* start *

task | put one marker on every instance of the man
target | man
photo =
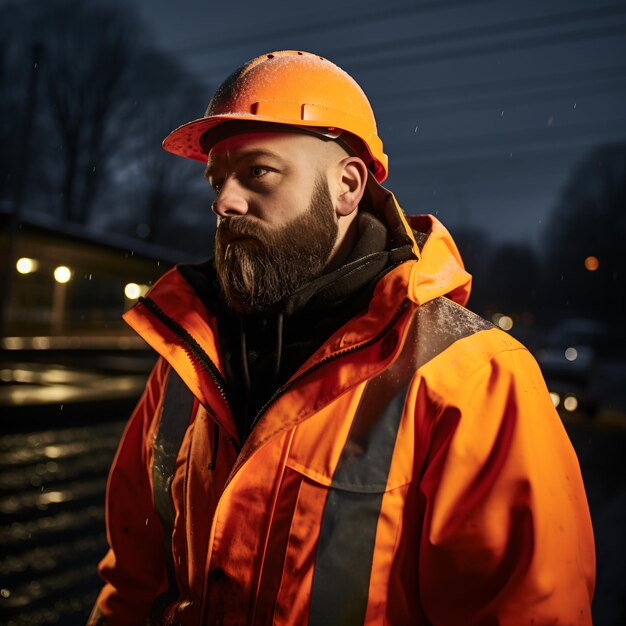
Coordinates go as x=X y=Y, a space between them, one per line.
x=330 y=437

* end *

_TASK DESCRIPTION_. Rewrite the rows above, replacing "man" with "person" and keeping everything else unchanged. Omit the pictures.

_RESPONSE_.
task | put one marker on every instance of the person
target | person
photo =
Coordinates go as x=X y=Y, a space between them, one per line.
x=330 y=437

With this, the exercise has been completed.